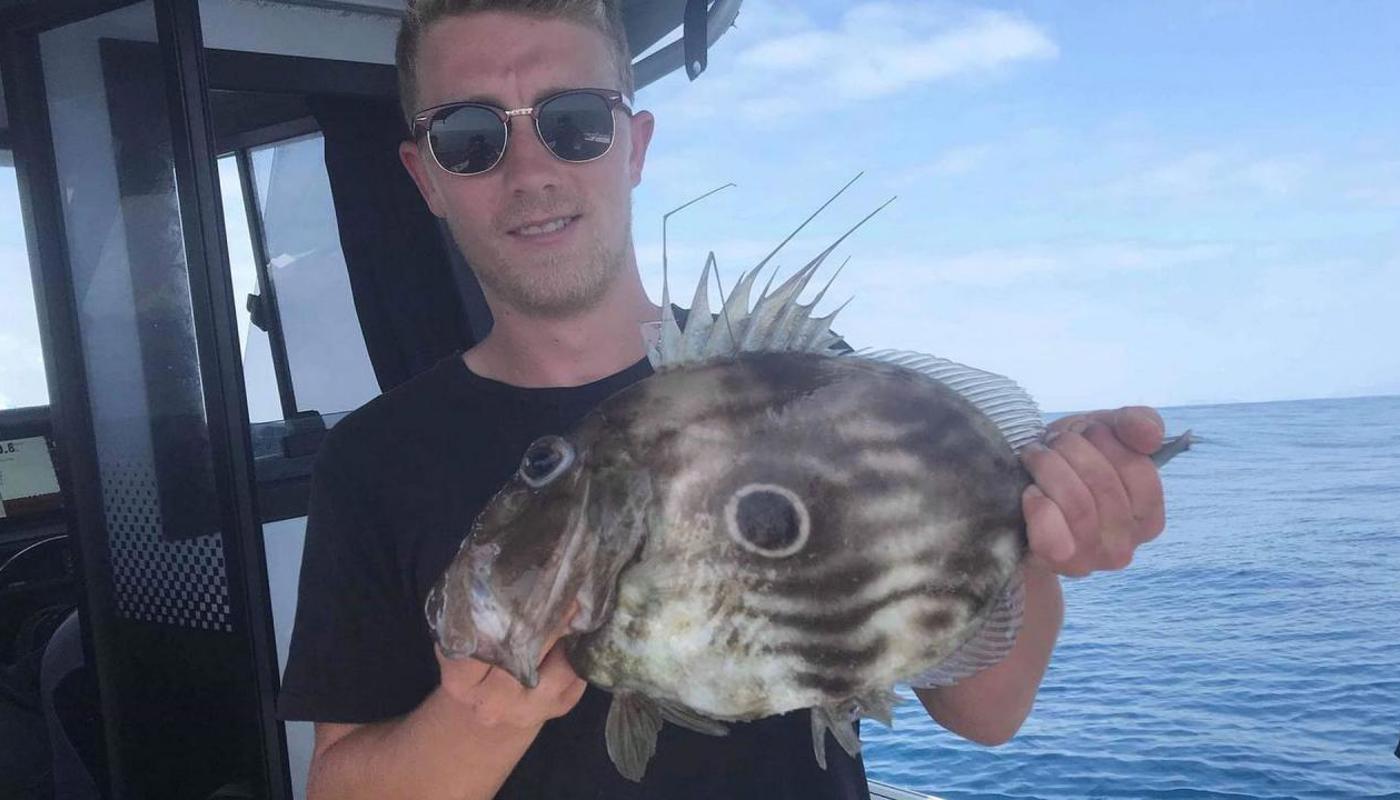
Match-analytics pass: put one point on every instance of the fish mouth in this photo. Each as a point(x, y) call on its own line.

____________________

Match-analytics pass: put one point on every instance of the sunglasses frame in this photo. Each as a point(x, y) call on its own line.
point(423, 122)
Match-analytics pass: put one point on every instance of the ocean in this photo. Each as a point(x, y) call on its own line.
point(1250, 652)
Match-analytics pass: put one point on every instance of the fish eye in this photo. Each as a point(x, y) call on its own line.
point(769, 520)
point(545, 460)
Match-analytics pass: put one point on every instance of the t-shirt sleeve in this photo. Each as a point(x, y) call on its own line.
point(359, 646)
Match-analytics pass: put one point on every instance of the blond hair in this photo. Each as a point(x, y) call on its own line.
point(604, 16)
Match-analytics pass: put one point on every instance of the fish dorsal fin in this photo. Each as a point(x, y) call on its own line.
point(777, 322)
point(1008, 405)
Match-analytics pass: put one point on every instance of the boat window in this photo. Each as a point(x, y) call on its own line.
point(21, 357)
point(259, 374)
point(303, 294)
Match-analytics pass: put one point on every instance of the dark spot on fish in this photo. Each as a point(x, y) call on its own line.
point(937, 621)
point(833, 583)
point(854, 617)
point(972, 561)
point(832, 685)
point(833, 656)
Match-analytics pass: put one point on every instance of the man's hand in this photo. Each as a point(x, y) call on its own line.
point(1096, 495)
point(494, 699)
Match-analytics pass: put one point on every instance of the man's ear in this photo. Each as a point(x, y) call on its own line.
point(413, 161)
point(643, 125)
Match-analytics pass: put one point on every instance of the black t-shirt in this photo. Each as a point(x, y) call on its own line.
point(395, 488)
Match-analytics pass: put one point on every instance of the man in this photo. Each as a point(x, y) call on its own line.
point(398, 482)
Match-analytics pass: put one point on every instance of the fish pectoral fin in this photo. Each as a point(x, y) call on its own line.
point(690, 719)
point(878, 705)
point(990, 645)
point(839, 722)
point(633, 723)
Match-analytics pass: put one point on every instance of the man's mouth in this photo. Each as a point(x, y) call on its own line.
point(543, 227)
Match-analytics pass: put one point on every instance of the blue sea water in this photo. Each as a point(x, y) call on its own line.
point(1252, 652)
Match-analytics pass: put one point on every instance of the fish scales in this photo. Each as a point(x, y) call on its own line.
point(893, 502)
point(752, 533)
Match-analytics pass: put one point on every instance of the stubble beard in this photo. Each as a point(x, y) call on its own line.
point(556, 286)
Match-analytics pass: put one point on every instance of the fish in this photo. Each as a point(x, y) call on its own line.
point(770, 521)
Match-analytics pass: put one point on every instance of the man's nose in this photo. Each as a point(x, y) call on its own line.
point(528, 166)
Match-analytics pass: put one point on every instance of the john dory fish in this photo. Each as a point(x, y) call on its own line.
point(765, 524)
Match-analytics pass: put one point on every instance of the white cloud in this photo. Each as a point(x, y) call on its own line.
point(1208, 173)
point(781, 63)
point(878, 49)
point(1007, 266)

____________________

▸ **Stated exercise**: Arrange the stretch of data from the line containing "the fish eye" through the line containing "point(1252, 652)" as a numbered list, omitting any blank lines.

▸ **Expected answer**:
1. Match-analytics pass: put one point on every instance of the fish eye in this photo. Each as a point(x, y) call on its own line.
2. point(769, 520)
3. point(545, 460)
4. Match-analytics pass: put one point on every instance of the t-shirt sleeve in this photo. Each as a point(x, y) call on its own line.
5. point(359, 646)
6. Match-analytics pass: put one point on every instance of the blond hair in this photo. Each as a point(x, y) call on its own line.
7. point(604, 16)
8. Match-analytics pass: put one point on every instance of the fish dorsal fin in this photo. Each as a point(x, y) call on its own line.
9. point(777, 322)
10. point(1008, 405)
11. Match-analytics pass: put one point on every instance of the boat window in this photo. Each as a point(x, y) call on its own line.
12. point(21, 357)
13. point(259, 374)
14. point(303, 294)
15. Match-analytics pass: put one point on every instance of the dark spot on fish in this photo. Each as a point(x, y) call on its own line.
16. point(937, 621)
17. point(833, 583)
18. point(854, 617)
19. point(972, 561)
20. point(832, 685)
21. point(833, 656)
22. Match-analytics pass: put one point on every instance of the man's hand in this photo. Each as a point(x, y) call on its own line.
23. point(1096, 495)
24. point(494, 699)
25. Match-analytics pass: put one point on every instance of the man's ear in this photo. Each as a point(x, y) call on its own line.
26. point(413, 161)
27. point(643, 125)
28. Match-analytics pass: put one point on every instance of the black t-shirt in this photo. Each as a point(x, y) call on its own line.
29. point(395, 488)
30. Match-analytics pass: put one point on every instance of the man in this photo. Each as a point(x, y) call on its own line.
31. point(398, 482)
32. Match-analytics pass: put one point on every instance of the fish pectoral fin in this photo. Each as a point(x, y) call on its own line.
33. point(690, 719)
34. point(878, 705)
35. point(990, 645)
36. point(839, 722)
37. point(633, 723)
38. Match-analytics pass: put one point on every instance of the man's mouth in this photo. Each as a point(x, y) call on its own line.
39. point(543, 227)
40. Match-analytics pass: put one point on every instance of the blue sea water in this photo. Each as a point(x, y) call on its own line.
41. point(1252, 652)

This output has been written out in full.